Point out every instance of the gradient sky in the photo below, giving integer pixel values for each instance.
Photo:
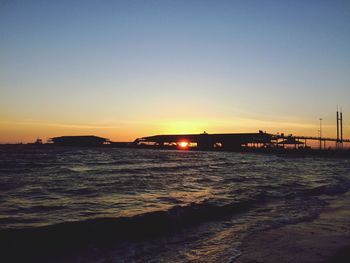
(126, 69)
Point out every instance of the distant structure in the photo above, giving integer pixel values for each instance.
(339, 143)
(205, 141)
(87, 140)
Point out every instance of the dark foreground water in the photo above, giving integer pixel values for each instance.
(134, 205)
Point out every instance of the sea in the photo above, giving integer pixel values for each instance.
(70, 204)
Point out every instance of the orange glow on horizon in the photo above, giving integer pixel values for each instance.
(183, 144)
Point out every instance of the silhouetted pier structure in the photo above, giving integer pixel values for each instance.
(231, 141)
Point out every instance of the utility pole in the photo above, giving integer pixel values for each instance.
(320, 133)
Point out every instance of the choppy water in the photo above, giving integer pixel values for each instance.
(171, 206)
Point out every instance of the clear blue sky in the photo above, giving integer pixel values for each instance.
(125, 69)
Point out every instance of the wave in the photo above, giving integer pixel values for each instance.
(69, 235)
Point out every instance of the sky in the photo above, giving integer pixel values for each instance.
(127, 69)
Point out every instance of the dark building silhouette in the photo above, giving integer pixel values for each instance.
(209, 141)
(88, 140)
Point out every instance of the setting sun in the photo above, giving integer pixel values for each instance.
(183, 144)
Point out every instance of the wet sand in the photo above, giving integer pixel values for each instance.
(326, 239)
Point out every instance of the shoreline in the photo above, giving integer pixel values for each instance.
(323, 240)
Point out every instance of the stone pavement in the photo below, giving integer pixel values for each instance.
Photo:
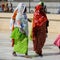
(50, 52)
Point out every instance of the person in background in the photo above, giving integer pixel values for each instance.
(57, 42)
(39, 29)
(44, 6)
(3, 6)
(19, 27)
(11, 7)
(6, 8)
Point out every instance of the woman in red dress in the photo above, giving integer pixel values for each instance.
(39, 29)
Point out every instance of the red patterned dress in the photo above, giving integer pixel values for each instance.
(39, 29)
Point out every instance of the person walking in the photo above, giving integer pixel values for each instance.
(39, 29)
(19, 27)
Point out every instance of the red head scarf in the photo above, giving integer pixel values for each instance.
(39, 17)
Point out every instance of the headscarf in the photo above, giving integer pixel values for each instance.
(21, 7)
(17, 13)
(39, 17)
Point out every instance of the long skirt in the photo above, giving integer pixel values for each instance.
(39, 38)
(20, 41)
(57, 41)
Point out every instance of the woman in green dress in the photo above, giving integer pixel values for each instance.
(20, 32)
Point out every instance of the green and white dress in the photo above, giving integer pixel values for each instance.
(21, 40)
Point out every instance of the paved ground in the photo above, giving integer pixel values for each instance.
(50, 52)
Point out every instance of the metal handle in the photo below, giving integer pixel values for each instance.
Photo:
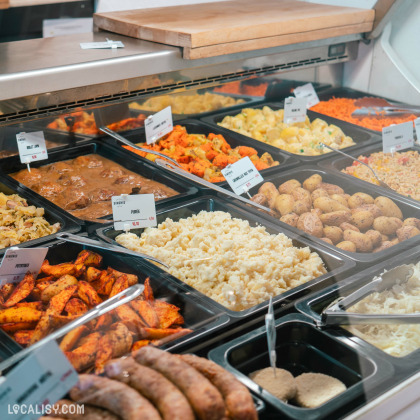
(122, 139)
(68, 237)
(119, 299)
(207, 184)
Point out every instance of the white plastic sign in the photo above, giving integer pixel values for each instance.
(397, 137)
(417, 127)
(294, 110)
(134, 211)
(158, 125)
(242, 175)
(30, 389)
(31, 146)
(307, 91)
(18, 261)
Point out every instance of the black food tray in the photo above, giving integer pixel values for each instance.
(301, 348)
(314, 304)
(8, 141)
(198, 127)
(336, 265)
(359, 135)
(53, 214)
(341, 162)
(349, 187)
(248, 101)
(116, 154)
(199, 314)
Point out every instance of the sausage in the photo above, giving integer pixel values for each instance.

==*==

■ WHAT IS REQUIRED
Transcribe the material as is, with images omitted.

■ EXERCISE OUTPUT
Point out every instance of the gradient sky in the photo below, giving integer pixel values for each instance.
Photo:
(126, 69)
Point out every instance of the distant structure in the photo above, giving integer pixel values for each instance.
(339, 143)
(205, 141)
(87, 140)
Point out every instance of the dark foreground water in the photo above, giving integer pixel values for each instance.
(134, 205)
Point out every instance of the sea in the photo above, giving integer pixel values for each instance.
(70, 204)
Point out every instance of the orange glow on horizon in the photo above, giving integer pixel values for each instance.
(183, 144)
Point out every instance of the silhouetted pier structure in the photo above, giving integer pixel values for each instance.
(231, 141)
Point out every instance of the utility pole in the photo above, giving integer pixel values for each instance.
(320, 133)
Point out every instance of the choppy water in the photo above, giving integer pixel values for each instance.
(171, 206)
Point out every instance of the clear blue sky in the photo above, giving integer pixel values for each instance.
(125, 69)
Point out every instance of the wave in the photo above, giving integer pixel values for each instance.
(69, 235)
Point out every instance of the sky in the photo above, giving integer pixel values for each instance.
(127, 69)
Point out every instance of the dark building silhouette in the photo above, giving integer pixel values for each instance.
(209, 141)
(88, 140)
Point out every instance of the setting sun in the photo above, giving integer pixel values for each instance.
(183, 144)
Point out every instance of the wet sand in the photo above, giving integer pixel values for each instance.
(326, 239)
Point out every instance of the shoreline in the photo above, giving integer pixel values for each instance.
(323, 240)
Point out every instance of the stone pavement in the photo below, giving integer pixel values for each instance.
Photo:
(50, 52)
Point out every instance of the person in background in the photo above, giving integer pixel values for each instance.
(57, 42)
(39, 29)
(44, 6)
(3, 6)
(19, 27)
(11, 7)
(6, 8)
Point out every instance of the woman in red dress in the photo above, giving integer pixel values for each instance.
(39, 29)
Point out every instance of the red patterned dress in the photo above, giving integer pixel values for each instance.
(39, 29)
Point out every instance of the person walking in the photo above, giving integer pixel values for each instance.
(39, 29)
(19, 27)
Point out every instance of the red head scarf in the photo above, giving integer pixel values for each instance.
(39, 17)
Point out every instance of the headscarf in the photo above, giving integer pixel values for each instance.
(21, 7)
(17, 13)
(39, 17)
Point out every instance of the long skirt in the photo above, giving integer pixel values for each instance.
(39, 38)
(20, 41)
(57, 41)
Point out every instance of the woman in green dress in the photo above, giving integer pixel values for each instance.
(20, 32)
Point out every instance of the green and white dress in the photo above, giving integer pixel values for each instance.
(21, 40)
Point out every instance of the paved ground in the photo above, giving integer pixel values for each instance.
(50, 52)
Point out every instance of the metal handle in the photo below, giving integer pixel values for each instance.
Photo:
(122, 139)
(68, 237)
(119, 299)
(207, 184)
Point out every instance of the white plastic sign in the photo above, giving integer pixel values for each instance.
(397, 137)
(417, 127)
(294, 110)
(134, 211)
(158, 125)
(242, 175)
(30, 389)
(31, 146)
(307, 91)
(18, 261)
Point out every instance of the black food tray in the photo above, giving integer pixel values for each instance.
(301, 348)
(314, 304)
(8, 141)
(198, 127)
(336, 265)
(359, 135)
(53, 214)
(341, 162)
(349, 187)
(248, 101)
(116, 154)
(199, 314)
Point out every instance of the sausage in the photo above, giving integer pixel values for each instance.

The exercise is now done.